**Source extract**:
════
There’s some good information here, Vic : **LINK**

https://www.micro-machine-shop.com/rf_mill_accessories.htm#Rotary_Tables

MichaelG.

.

Edit: __ and elsewhere on his site … so be sure to visit the home-page

Edited By Michael Gilligan on 22/12/2022 23:35:26

Howard Lewis23/12/2022 01:56:27
7227 forum posts
21 photos

FWIW, my view is that the higher the ratio, the more precisely angular movements can be made.

Better that an error on the handle results in a 90th of that error than a 40th!.

A Rotary Table that can be set on the milling machine table in either horizontal or vertical mode can be used in lieu of a Dividing Head (Especially if Division plates are available )

In horizontal mode it can be used to cut arcs, or round the ends of workpieces, as well as spacing tappings or dowel holes..

With the table vertical, it can be used to graduate / drill an external diameter, or to mill faces at an angle, and to cut splines or gears.

(My technique is to use a chuck in the lathe, on an arbor that will fit into the Rotary table, to turn the gear blank )..

In my case this involves using adaptor sleeves in the lathe, which are then removed to mount the chuck, complete with workpiece, into the Rotary Table on the mill to cut the teeth. (Again, in my case, a small Myford fitting chuck is mounted on a 2MT arbor. In the lathe a drawbar holds it in place, and in the R T, an Allen capscrew and top hat bush pull it into the taper.
════
**Data supplied**:
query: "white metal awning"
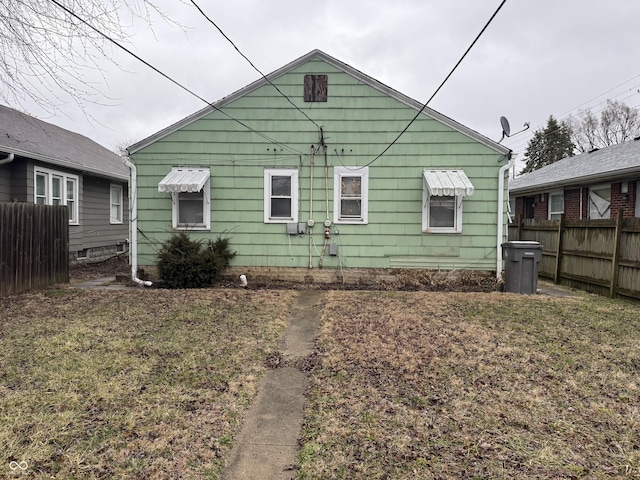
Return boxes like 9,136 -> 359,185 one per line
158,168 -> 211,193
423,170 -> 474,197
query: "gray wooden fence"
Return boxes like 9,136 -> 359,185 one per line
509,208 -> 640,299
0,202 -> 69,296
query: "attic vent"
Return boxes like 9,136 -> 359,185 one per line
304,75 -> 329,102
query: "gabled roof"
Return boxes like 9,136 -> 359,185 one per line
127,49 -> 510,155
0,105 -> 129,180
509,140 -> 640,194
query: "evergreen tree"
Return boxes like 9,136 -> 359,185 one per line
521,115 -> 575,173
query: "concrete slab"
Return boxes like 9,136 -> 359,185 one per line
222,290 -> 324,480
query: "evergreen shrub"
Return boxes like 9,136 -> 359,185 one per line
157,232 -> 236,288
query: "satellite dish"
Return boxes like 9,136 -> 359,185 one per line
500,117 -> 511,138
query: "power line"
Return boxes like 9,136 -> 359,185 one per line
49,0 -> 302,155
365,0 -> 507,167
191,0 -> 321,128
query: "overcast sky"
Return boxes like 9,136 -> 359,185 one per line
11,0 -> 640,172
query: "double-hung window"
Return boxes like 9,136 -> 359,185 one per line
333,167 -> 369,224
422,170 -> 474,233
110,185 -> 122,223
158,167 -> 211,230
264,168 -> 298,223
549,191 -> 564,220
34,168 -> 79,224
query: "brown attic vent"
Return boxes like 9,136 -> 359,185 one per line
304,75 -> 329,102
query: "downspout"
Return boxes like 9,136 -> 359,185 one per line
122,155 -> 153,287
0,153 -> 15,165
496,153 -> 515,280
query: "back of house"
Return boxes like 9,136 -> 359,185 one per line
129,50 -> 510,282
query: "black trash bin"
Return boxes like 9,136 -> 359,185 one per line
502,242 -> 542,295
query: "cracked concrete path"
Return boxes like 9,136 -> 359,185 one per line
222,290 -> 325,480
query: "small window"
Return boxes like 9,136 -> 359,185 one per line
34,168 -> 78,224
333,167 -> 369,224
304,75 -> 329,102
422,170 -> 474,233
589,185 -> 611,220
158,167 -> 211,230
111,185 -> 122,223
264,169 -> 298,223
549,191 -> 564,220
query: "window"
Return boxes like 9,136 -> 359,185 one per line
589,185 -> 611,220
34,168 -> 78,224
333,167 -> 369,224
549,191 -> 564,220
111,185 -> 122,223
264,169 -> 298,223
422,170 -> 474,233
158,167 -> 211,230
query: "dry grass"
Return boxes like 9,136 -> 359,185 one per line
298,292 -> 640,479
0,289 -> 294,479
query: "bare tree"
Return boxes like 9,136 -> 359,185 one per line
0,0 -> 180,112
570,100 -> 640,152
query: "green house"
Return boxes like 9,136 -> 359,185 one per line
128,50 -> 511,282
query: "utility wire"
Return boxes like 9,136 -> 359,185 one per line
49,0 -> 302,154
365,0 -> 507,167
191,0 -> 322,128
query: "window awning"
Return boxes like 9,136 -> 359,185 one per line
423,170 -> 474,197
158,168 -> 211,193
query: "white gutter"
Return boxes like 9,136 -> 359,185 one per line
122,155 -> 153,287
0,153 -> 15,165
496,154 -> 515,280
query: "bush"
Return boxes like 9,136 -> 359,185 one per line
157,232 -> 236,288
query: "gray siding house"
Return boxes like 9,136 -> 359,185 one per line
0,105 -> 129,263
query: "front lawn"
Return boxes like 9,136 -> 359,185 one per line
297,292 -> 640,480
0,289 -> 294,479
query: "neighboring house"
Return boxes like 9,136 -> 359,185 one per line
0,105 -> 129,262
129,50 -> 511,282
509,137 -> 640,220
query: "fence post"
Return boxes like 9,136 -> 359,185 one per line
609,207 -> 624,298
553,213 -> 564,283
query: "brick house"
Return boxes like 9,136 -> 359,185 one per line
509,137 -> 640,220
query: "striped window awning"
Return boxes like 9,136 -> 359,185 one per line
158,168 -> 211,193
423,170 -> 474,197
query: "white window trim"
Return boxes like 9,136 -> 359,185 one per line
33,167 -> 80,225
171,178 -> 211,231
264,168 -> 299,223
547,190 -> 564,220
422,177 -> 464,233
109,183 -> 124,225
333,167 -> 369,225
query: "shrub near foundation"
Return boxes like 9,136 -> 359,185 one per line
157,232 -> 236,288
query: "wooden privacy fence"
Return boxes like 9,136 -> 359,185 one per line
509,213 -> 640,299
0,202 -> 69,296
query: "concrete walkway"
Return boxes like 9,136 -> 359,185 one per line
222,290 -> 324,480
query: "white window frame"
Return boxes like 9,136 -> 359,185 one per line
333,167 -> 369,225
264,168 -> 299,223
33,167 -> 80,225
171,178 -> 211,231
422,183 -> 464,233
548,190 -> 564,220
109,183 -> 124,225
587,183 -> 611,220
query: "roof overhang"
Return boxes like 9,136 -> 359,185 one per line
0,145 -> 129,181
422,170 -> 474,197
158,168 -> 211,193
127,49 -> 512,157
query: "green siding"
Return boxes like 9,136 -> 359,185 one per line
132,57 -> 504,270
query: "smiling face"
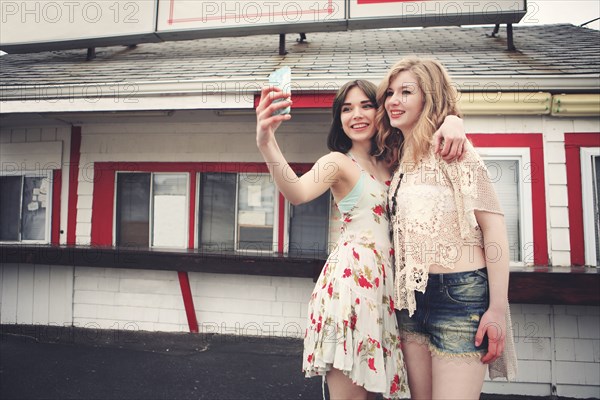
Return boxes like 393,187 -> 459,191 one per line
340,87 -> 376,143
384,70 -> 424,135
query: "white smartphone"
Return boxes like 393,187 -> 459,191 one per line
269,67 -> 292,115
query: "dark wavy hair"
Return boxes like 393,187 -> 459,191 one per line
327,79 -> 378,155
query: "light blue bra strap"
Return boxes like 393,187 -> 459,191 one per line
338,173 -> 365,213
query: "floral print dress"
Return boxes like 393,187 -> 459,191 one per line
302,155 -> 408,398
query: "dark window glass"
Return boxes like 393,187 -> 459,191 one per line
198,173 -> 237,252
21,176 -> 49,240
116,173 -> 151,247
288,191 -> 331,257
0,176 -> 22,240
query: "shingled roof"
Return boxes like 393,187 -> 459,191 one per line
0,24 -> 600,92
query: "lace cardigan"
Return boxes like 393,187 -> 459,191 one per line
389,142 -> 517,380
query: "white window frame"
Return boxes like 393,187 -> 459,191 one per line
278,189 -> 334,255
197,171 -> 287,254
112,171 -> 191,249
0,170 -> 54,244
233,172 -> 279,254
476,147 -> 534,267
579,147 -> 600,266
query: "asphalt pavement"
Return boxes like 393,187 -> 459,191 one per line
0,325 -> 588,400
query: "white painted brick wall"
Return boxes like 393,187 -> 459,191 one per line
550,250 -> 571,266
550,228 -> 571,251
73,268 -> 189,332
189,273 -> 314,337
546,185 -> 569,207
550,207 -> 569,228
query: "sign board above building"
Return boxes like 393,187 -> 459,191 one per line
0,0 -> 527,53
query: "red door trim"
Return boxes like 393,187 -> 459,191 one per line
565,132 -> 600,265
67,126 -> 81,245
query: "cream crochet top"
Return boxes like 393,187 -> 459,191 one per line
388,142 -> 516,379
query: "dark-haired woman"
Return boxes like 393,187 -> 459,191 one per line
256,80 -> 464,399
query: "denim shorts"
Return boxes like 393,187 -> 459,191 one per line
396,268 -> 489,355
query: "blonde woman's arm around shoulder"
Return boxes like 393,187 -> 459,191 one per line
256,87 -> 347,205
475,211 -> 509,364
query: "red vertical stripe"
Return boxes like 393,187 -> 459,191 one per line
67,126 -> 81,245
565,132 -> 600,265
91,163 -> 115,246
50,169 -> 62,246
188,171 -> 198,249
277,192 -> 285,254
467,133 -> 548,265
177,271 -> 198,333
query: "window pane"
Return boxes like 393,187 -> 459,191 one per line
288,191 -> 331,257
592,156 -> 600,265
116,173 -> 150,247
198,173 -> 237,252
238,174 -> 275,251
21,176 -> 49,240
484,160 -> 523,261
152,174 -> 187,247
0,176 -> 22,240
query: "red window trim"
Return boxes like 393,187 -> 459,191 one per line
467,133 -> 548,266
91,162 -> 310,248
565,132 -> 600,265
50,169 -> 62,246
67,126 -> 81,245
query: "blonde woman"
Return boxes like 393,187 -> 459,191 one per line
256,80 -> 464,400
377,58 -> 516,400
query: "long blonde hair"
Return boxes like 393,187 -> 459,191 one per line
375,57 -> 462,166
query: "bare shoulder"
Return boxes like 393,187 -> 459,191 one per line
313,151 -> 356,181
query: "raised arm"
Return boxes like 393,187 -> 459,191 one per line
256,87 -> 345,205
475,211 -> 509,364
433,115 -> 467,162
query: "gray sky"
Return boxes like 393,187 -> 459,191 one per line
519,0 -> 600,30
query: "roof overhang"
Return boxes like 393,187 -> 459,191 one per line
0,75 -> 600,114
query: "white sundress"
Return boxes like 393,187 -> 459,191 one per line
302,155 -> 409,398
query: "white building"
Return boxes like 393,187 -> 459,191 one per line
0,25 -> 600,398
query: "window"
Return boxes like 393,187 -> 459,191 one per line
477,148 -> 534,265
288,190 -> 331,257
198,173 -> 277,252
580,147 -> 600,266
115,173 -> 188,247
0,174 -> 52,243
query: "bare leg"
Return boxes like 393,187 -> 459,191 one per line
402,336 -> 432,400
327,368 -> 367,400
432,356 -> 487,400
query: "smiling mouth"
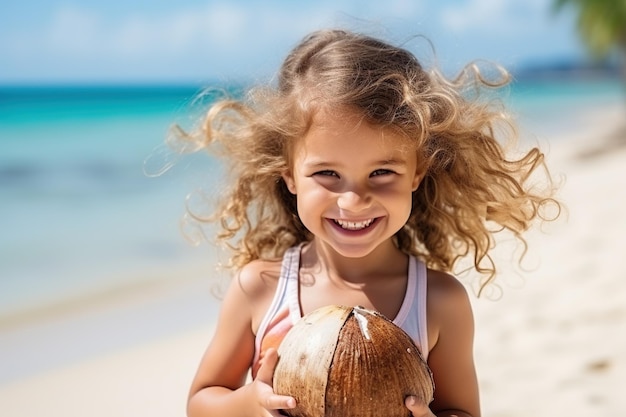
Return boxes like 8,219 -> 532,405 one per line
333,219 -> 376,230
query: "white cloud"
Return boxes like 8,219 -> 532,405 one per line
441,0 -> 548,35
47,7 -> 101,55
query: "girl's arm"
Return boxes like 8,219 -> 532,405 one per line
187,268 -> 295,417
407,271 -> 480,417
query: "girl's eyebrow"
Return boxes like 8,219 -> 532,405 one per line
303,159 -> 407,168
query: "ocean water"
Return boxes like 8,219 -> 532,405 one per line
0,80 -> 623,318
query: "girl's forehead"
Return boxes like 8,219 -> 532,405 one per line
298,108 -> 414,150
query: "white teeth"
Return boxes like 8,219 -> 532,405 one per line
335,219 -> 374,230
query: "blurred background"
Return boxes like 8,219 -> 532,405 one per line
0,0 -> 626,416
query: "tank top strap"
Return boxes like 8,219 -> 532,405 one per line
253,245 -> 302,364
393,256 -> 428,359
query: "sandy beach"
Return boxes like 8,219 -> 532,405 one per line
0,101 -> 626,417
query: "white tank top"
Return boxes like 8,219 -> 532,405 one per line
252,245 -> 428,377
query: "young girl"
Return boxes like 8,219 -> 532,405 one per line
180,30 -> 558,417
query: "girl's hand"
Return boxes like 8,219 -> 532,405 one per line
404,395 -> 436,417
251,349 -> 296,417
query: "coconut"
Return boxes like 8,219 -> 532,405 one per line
════
**Complete the following**:
a - Reproduce the part of the rotary table forum thread starting with "Better that an" and going on through "or dowel holes..".
b - List the uses that the rotary table forum thread gives for a rotary table set in horizontal mode.
c - Pick up the rotary table forum thread at its final sentence and continue writing from there.

**Answers below**:
a -
Better that an error on the handle results in a 90th of that error than a 40th!.

A Rotary Table that can be set on the milling machine table in either horizontal or vertical mode can be used in lieu of a Dividing Head (Especially if Division plates are available )

In horizontal mode it can be used to cut arcs, or round the ends of workpieces, as well as spacing tappings or dowel holes..

b -
- Cutting arcs
- Rounding the ends of workpieces
- Spacing tappings or dowel holes

c -
If you propose to work in this way, it is worth buying a matching Tailstock, and setting it up to the same level as the R T. This provides support for the heavy loads involved in gear cutting.

I fitted the Tailstock with two dowels to locate in the T slots of the mill table. They may need to be stepped. . I bored a 2MT stub arbor to a very close fit on the Tailstock arbor. In this way the Tailstock can be adjusted to exactly the centre height of the Rotary table, and the Tailstock, being located on the mill table, aligns the Rotary table along and across the mill table.

The angular spacings can be made by either using the vernier scale, or Division Plates

Do check that the Division Chart supplied with the R T and Division Plates, is accurate.. I found, the hard way, that mine contained errors and omissions.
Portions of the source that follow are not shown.